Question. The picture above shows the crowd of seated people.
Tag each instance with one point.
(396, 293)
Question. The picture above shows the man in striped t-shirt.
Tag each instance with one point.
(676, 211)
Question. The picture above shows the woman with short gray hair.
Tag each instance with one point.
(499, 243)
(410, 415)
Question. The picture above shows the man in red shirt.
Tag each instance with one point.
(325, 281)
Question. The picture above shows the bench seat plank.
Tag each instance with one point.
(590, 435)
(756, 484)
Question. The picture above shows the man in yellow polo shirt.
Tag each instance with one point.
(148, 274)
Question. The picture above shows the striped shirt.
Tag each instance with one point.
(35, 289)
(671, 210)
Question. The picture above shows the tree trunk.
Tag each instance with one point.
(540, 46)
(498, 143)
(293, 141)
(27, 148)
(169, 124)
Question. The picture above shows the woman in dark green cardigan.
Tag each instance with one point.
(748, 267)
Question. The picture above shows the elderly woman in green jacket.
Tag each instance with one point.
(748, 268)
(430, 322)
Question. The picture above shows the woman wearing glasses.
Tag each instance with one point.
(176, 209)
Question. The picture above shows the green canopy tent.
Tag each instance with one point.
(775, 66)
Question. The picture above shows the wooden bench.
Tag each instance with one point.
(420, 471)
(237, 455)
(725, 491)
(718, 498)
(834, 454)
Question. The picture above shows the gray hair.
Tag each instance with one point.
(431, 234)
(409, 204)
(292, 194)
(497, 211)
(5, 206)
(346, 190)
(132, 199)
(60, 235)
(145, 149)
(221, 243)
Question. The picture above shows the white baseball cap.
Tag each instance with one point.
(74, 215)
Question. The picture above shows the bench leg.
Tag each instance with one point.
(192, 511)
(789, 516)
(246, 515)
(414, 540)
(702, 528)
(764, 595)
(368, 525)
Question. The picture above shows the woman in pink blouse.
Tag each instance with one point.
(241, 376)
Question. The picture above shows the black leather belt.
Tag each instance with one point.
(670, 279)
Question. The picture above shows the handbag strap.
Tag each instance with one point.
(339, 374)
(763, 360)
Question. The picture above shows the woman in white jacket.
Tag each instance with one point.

═══

## TASK OBJECTIVE
From the data, report how many lines hold "shirt", leaving out any other words.

## OUTPUT FOR THIS EXERCISE
4